Exercise details: Turn the stretch of material from the line containing "Mark the tree line, one point per instance." through the end of the material into a Markdown table with the columns Row and Line, numbering each row and skipping blank lines.

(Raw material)
__________________________________________________
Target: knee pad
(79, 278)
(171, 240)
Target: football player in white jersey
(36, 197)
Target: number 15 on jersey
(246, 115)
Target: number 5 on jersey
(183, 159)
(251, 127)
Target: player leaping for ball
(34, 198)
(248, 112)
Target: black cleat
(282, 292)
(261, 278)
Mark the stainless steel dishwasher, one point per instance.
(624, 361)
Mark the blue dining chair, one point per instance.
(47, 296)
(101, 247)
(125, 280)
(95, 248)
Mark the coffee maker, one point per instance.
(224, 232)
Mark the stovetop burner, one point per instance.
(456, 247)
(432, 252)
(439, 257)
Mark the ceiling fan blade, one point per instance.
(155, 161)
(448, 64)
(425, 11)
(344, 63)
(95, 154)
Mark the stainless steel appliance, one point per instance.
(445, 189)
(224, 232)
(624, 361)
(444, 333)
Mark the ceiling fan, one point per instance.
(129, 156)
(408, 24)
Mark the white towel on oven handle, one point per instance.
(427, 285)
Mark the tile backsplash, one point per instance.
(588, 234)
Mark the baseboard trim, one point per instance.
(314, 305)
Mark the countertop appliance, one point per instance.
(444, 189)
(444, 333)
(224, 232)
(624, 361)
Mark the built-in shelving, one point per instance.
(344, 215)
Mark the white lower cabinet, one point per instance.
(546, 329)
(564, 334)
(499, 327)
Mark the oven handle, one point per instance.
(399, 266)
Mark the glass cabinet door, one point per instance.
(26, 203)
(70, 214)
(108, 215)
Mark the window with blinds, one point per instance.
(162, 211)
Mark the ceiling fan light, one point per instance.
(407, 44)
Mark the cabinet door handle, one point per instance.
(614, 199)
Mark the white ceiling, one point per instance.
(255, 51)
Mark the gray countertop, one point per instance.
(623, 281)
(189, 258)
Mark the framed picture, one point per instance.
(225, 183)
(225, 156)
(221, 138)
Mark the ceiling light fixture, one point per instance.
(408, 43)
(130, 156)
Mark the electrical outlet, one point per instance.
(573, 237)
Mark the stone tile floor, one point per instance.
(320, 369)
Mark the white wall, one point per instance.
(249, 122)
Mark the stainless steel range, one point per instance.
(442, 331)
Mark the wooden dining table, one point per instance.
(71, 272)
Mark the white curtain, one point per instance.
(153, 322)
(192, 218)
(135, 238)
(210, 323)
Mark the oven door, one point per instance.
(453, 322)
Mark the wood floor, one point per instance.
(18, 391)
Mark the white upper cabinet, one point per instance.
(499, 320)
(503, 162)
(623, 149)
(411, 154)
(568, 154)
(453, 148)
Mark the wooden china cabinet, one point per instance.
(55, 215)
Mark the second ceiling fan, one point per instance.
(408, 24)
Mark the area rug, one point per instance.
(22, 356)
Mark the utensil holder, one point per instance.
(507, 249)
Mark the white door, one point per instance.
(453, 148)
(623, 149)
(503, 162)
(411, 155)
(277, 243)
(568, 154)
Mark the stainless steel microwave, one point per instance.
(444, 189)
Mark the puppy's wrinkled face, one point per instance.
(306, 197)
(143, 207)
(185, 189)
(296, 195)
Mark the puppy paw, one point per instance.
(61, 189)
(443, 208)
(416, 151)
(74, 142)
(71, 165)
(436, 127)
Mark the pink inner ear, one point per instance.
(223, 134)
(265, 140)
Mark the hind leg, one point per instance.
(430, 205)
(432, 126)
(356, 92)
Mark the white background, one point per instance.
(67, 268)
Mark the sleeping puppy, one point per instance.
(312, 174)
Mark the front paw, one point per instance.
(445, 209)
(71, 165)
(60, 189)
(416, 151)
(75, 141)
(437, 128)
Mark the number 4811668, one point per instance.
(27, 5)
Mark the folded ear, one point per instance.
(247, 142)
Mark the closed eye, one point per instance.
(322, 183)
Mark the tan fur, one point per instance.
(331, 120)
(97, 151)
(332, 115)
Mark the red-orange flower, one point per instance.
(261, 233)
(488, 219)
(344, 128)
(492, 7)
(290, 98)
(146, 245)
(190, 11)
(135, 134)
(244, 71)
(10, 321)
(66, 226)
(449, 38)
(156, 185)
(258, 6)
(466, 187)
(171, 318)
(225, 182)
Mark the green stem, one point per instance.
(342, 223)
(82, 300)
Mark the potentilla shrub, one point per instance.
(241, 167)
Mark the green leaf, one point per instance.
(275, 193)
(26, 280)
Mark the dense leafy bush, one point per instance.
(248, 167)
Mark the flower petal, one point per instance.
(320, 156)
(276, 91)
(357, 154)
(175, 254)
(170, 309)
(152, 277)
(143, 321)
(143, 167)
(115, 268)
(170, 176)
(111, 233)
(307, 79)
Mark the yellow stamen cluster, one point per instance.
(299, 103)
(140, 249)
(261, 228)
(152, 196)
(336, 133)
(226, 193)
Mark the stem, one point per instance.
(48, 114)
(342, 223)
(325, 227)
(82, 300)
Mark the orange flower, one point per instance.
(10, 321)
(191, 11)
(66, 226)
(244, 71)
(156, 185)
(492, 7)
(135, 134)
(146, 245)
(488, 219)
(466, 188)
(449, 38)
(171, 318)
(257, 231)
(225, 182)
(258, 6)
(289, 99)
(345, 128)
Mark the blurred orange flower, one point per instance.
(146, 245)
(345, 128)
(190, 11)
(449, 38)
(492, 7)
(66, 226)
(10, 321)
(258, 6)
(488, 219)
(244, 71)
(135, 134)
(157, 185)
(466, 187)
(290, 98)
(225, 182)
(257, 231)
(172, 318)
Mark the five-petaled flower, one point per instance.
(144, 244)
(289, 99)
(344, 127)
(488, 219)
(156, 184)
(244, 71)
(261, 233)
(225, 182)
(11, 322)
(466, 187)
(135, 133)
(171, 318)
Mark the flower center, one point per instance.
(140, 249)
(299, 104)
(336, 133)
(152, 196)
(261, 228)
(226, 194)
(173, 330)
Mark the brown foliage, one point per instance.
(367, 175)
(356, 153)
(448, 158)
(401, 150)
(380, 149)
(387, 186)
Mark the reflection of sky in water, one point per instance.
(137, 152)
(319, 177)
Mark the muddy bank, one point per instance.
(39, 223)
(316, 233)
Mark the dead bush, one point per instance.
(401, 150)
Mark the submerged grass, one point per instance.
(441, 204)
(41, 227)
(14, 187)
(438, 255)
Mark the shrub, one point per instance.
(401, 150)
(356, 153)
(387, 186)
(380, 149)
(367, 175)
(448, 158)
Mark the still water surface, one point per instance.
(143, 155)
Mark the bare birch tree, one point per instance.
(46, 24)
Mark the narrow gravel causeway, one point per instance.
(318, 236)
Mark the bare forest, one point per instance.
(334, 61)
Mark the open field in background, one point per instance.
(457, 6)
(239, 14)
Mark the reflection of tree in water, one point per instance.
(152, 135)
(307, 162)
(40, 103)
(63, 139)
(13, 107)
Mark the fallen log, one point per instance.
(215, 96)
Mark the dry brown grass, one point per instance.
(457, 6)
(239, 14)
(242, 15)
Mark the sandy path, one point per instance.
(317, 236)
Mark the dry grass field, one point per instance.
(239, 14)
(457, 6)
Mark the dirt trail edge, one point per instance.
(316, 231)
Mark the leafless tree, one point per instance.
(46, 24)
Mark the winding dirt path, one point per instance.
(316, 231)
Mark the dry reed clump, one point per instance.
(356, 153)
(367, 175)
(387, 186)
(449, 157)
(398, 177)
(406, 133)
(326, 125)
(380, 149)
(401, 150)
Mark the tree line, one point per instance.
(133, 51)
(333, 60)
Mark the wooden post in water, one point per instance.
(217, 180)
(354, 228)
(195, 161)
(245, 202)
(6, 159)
__________________________________________________
Finished task:
| Row | Line |
|---|---|
| 1 | Mark the tree line, one point per instance. |
| 2 | (133, 51) |
| 3 | (333, 60) |
| 4 | Mark the wooden post in water, one point per instance. |
| 5 | (217, 180) |
| 6 | (354, 228) |
| 7 | (195, 161) |
| 8 | (245, 202) |
| 9 | (6, 159) |